> THE TASKS
A) From the text on convolutional layers, list every sentence that comes under the "Convolutional Layer" heading.
B) Reproduce part of the text on convolutional layers, swapping "blog" for "article". Begin at the words "The above study" and stop after "Filters (Receptive field)".
C) Carry on the text on convolutional layers from the point where it stops.

> DOCUMENT SECTION
--- START ---

The above study inspired the paper Neocognitron in 1980 and which later evolved into Convolutional Neural networks ( CNN).

Convolutional Layer

Convolutional Layer is a most important building block of CNN architecture. Unlike DNN which we have developed in the previous blog, here neurons of a first convolutional layer are not connected to every single pixel of an input image. Neurons in first Convolutional layers only connected to the pixel of receptive fields. Same apply to the next level as shown in image below:

Filters (Receptive field)

--- END ---

> ENTRIES SHOWN
--- START ---

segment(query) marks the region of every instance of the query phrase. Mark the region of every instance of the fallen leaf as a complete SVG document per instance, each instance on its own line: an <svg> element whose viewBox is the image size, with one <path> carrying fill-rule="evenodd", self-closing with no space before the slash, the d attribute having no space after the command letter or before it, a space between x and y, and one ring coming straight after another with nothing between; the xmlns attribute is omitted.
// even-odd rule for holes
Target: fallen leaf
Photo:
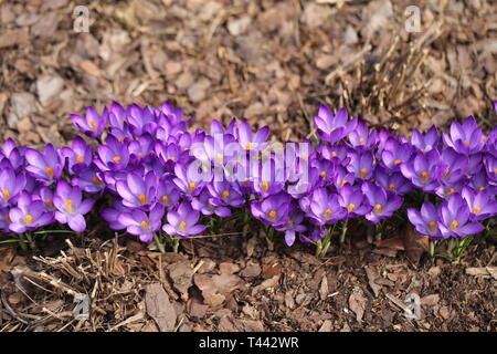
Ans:
<svg viewBox="0 0 497 354"><path fill-rule="evenodd" d="M176 311L168 293L160 283L148 284L146 291L147 314L156 321L161 332L172 332L176 325Z"/></svg>
<svg viewBox="0 0 497 354"><path fill-rule="evenodd" d="M362 322L362 316L364 315L366 310L366 302L368 299L366 299L360 292L355 291L349 298L349 308L350 310L356 313L356 320L357 322Z"/></svg>

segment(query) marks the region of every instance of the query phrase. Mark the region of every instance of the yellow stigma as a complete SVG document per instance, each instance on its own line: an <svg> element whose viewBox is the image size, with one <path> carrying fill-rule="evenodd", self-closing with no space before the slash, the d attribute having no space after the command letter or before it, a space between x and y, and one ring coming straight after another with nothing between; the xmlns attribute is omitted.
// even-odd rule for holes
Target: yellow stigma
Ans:
<svg viewBox="0 0 497 354"><path fill-rule="evenodd" d="M435 221L430 221L430 231L435 231L435 228L436 228L436 222Z"/></svg>
<svg viewBox="0 0 497 354"><path fill-rule="evenodd" d="M52 177L53 178L53 169L52 168L50 168L50 167L46 167L46 173L50 175L50 177Z"/></svg>
<svg viewBox="0 0 497 354"><path fill-rule="evenodd" d="M142 206L147 204L147 196L146 195L139 195L138 199L140 199L140 202Z"/></svg>
<svg viewBox="0 0 497 354"><path fill-rule="evenodd" d="M97 185L103 185L104 183L98 177L93 177L92 180L96 183Z"/></svg>
<svg viewBox="0 0 497 354"><path fill-rule="evenodd" d="M89 126L92 127L93 133L96 133L98 129L96 127L95 121L94 119L89 119Z"/></svg>

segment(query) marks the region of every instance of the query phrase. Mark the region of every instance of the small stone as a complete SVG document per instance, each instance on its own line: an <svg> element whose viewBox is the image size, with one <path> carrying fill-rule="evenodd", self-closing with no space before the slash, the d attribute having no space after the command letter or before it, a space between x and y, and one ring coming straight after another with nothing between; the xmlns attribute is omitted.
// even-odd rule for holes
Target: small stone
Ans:
<svg viewBox="0 0 497 354"><path fill-rule="evenodd" d="M243 18L228 22L228 31L231 35L240 35L245 33L251 25L251 18L245 15Z"/></svg>
<svg viewBox="0 0 497 354"><path fill-rule="evenodd" d="M50 101L56 96L64 86L64 80L57 75L44 75L36 81L36 92L40 102L46 106Z"/></svg>

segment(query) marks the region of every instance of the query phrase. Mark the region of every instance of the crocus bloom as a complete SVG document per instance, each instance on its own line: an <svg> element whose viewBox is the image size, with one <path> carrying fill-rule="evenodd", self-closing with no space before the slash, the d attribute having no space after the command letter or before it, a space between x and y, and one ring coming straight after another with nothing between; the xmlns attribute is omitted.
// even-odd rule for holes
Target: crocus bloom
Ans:
<svg viewBox="0 0 497 354"><path fill-rule="evenodd" d="M352 152L349 154L350 163L347 169L358 179L370 179L374 173L374 159L371 152Z"/></svg>
<svg viewBox="0 0 497 354"><path fill-rule="evenodd" d="M395 138L390 137L384 143L381 160L385 167L396 171L402 163L409 162L411 155L412 146L410 144L401 144Z"/></svg>
<svg viewBox="0 0 497 354"><path fill-rule="evenodd" d="M436 149L440 142L438 129L436 126L432 127L426 132L426 134L420 133L420 131L414 129L411 135L412 145L417 147L421 153L427 153L432 149Z"/></svg>
<svg viewBox="0 0 497 354"><path fill-rule="evenodd" d="M281 191L266 199L253 200L251 202L252 215L265 225L279 225L288 219L292 198L286 192Z"/></svg>
<svg viewBox="0 0 497 354"><path fill-rule="evenodd" d="M374 177L379 186L400 196L406 195L412 190L412 184L401 173L388 174L384 168L377 167Z"/></svg>
<svg viewBox="0 0 497 354"><path fill-rule="evenodd" d="M308 217L317 225L335 223L347 216L347 209L340 195L329 192L325 188L317 188L310 197L310 210Z"/></svg>
<svg viewBox="0 0 497 354"><path fill-rule="evenodd" d="M383 187L364 181L361 188L369 204L372 206L372 210L366 215L366 219L372 223L378 223L380 220L390 218L402 206L402 197L387 192Z"/></svg>
<svg viewBox="0 0 497 354"><path fill-rule="evenodd" d="M438 187L442 168L437 150L417 153L414 159L401 165L402 175L424 191L433 191Z"/></svg>
<svg viewBox="0 0 497 354"><path fill-rule="evenodd" d="M104 108L104 112L99 115L92 106L86 108L86 115L84 117L77 114L71 115L71 121L73 121L74 125L82 133L91 137L99 137L102 135L102 132L104 132L105 125L107 124L107 108Z"/></svg>
<svg viewBox="0 0 497 354"><path fill-rule="evenodd" d="M43 154L28 148L25 152L28 166L25 169L41 184L49 186L61 176L62 163L59 158L57 149L52 144L47 144Z"/></svg>
<svg viewBox="0 0 497 354"><path fill-rule="evenodd" d="M107 136L105 145L98 146L97 154L98 158L95 159L95 165L101 170L121 170L128 166L128 146L113 135Z"/></svg>
<svg viewBox="0 0 497 354"><path fill-rule="evenodd" d="M427 236L433 240L443 238L438 229L438 212L430 201L423 202L421 212L416 209L409 208L408 217L421 235Z"/></svg>
<svg viewBox="0 0 497 354"><path fill-rule="evenodd" d="M120 214L118 221L126 227L128 233L138 236L142 242L150 242L155 232L160 229L163 210L163 206L157 204L149 215L136 209L133 212Z"/></svg>
<svg viewBox="0 0 497 354"><path fill-rule="evenodd" d="M157 183L154 171L146 176L129 173L126 180L116 183L116 189L126 207L149 210L157 201Z"/></svg>
<svg viewBox="0 0 497 354"><path fill-rule="evenodd" d="M242 122L234 131L236 140L245 150L262 150L267 146L267 137L269 136L269 127L264 126L255 134L247 122Z"/></svg>
<svg viewBox="0 0 497 354"><path fill-rule="evenodd" d="M57 209L55 219L61 223L67 223L76 232L86 229L86 221L83 217L92 210L95 199L85 199L78 187L71 187L65 180L60 180L53 197L53 205Z"/></svg>
<svg viewBox="0 0 497 354"><path fill-rule="evenodd" d="M452 122L451 134L443 133L442 137L447 146L465 155L479 153L486 142L473 116L468 116L463 124Z"/></svg>
<svg viewBox="0 0 497 354"><path fill-rule="evenodd" d="M11 231L23 233L52 223L53 212L46 210L43 201L34 200L31 195L22 191L18 206L9 211L8 221Z"/></svg>
<svg viewBox="0 0 497 354"><path fill-rule="evenodd" d="M497 201L488 190L475 192L468 187L463 187L461 195L467 202L472 220L490 219L497 215Z"/></svg>
<svg viewBox="0 0 497 354"><path fill-rule="evenodd" d="M193 210L189 202L183 201L179 205L178 210L168 212L168 223L162 227L162 230L170 236L182 238L199 235L205 230L204 225L197 225L199 217L200 212Z"/></svg>
<svg viewBox="0 0 497 354"><path fill-rule="evenodd" d="M440 230L444 238L462 238L482 232L484 227L477 221L470 221L469 207L458 194L453 194L438 208Z"/></svg>
<svg viewBox="0 0 497 354"><path fill-rule="evenodd" d="M319 138L334 144L349 135L356 128L358 119L355 117L349 121L346 108L338 110L334 115L327 106L321 105L318 115L314 117L314 124Z"/></svg>
<svg viewBox="0 0 497 354"><path fill-rule="evenodd" d="M15 174L12 169L0 169L0 208L13 205L24 186L24 174Z"/></svg>
<svg viewBox="0 0 497 354"><path fill-rule="evenodd" d="M61 148L61 155L67 160L68 170L73 174L88 167L93 162L92 146L81 136L76 136L72 147Z"/></svg>
<svg viewBox="0 0 497 354"><path fill-rule="evenodd" d="M345 185L340 190L339 198L340 205L346 208L347 217L356 218L367 215L371 211L372 207L369 205L368 198L362 194L362 190L358 186Z"/></svg>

--- END ---

> ANSWER SET
A)
1. Convolutional Layer is a most important building block of CNN architecture.
2. Unlike DNN which we have developed in the previous blog, here neurons of a first convolutional layer are not connected to every single pixel of an input image.
3. Neurons in first Convolutional layers only connected to the pixel of receptive fields.
4. Same apply to the next level as shown in image below:

B)
The above study inspired the paper Neocognitron in 1980 and which later evolved into Convolutional Neural networks ( CNN).

Convolutional Layer

Convolutional Layer is a most important building block of CNN architecture. Unlike DNN which we have developed in the previous article, here neurons of a first convolutional layer are not connected to every single pixel of an input image. Neurons in first Convolutional layers only connected to the pixel of receptive fields. Same apply to the next level as shown in image below:

Filters (Receptive field)

C)
A neurons weight is represented with small image size same as receptive fields. In a fully connected layer, each neuron receives input from every element of the previous layer. However, In a convolutional layer, neurons receive input from only a restricted subarea of the previous layer. Typically the subarea is of a square shape (e.g., size 5 by 5). The input area of a neuron is called its receptive field. These filters can be Vertical or Horizontal

Pooling Layer

As we have seen that Memory size and computational power to calculate the number of parameters is very critical and pooling helps to reduce that. Pooling progressively reduces the spatial size of the representation to reduce the amounts of parameters and computation in the network, and hence to also control overfitting. Polling combines the outputs of neuron clusters at one layer into a single neuron in the next layer. Pooling does not have weight and it is aggregate of input and can be Mean or MAX . We generally have to define the Size, Stride and the padding type.

CNN Architecture

A typical CNN Architecture looks like below. It consists of few convolutional layers each layers followed by Relu then pooling layer and then again few convolutional layer and then pooling layers and so on. Images gets smaller as they pass through the network . At the top of network we can have a fully connected layer and the final output of the model.

Let’s create a simple example of CNN using TensorFlow.

Load the MNIST data

from tensorflow.examples.tutorials.mnist import input_data
mnist = input_data.read_data_sets(“/tmp/data/”)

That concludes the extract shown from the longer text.